In the data that follows, find the line with "[pin] ornate brass"; transcribe it, every later line up to the one with "[pin] rectangular brass", and that line as well, exactly and with no others.

* [Information]:
..........
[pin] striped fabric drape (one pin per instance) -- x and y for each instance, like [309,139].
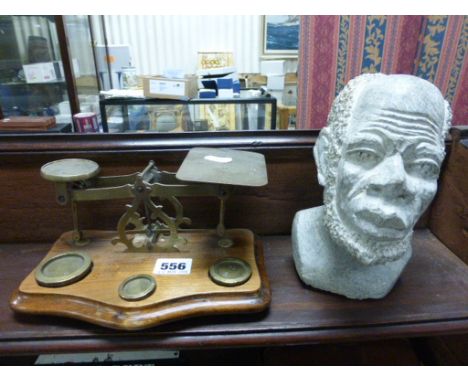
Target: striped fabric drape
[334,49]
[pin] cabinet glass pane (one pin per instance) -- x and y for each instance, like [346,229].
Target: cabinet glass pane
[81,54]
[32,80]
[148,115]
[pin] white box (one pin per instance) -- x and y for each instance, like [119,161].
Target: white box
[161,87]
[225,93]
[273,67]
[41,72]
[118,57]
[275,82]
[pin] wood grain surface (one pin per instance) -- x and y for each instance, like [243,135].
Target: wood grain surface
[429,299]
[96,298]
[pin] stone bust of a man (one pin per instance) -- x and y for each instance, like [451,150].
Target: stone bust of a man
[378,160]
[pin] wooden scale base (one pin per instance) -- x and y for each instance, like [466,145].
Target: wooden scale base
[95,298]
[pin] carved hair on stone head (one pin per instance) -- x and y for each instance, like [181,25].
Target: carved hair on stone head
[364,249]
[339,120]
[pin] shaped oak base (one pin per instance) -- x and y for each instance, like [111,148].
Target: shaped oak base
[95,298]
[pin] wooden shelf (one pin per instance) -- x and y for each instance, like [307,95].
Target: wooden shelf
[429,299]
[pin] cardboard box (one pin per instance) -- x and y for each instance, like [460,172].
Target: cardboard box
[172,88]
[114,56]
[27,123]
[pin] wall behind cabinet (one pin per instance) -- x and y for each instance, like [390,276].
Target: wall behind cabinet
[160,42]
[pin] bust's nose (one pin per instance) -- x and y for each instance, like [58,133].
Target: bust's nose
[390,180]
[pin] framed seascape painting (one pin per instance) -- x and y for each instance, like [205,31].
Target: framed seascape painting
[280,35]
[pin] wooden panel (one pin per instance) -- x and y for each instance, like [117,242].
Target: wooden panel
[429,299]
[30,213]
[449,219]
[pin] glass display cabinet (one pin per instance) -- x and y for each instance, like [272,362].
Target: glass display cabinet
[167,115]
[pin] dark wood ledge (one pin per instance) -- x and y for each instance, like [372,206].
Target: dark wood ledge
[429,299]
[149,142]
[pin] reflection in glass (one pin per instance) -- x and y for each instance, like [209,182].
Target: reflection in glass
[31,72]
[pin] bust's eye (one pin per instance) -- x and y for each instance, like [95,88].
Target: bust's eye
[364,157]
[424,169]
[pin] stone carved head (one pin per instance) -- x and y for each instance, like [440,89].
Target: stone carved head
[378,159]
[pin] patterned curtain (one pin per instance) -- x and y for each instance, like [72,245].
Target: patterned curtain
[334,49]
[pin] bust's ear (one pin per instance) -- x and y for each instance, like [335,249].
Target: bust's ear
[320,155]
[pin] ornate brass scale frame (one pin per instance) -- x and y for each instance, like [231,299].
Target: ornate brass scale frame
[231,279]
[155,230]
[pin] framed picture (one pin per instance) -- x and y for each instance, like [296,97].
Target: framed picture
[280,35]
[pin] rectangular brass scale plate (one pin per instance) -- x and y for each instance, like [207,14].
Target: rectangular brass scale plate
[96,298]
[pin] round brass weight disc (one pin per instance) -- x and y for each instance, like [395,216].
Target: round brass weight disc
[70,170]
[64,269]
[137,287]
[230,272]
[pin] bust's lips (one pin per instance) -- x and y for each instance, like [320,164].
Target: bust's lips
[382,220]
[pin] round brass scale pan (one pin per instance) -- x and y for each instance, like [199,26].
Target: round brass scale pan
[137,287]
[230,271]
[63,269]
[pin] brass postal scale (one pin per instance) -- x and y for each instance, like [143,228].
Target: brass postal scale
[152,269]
..........
* [Written answer]:
[pin] ornate brass scale frame (one pin per instance) -- x and y for each instance, like [231,299].
Target: ornate brass scale frame
[231,279]
[155,230]
[pin] framed picture (one pin per instance) -- x and y for each instance, like [296,97].
Target: framed picture
[280,35]
[pin] rectangular brass scale plate (one pin per instance) -- x and y for each instance, like [207,14].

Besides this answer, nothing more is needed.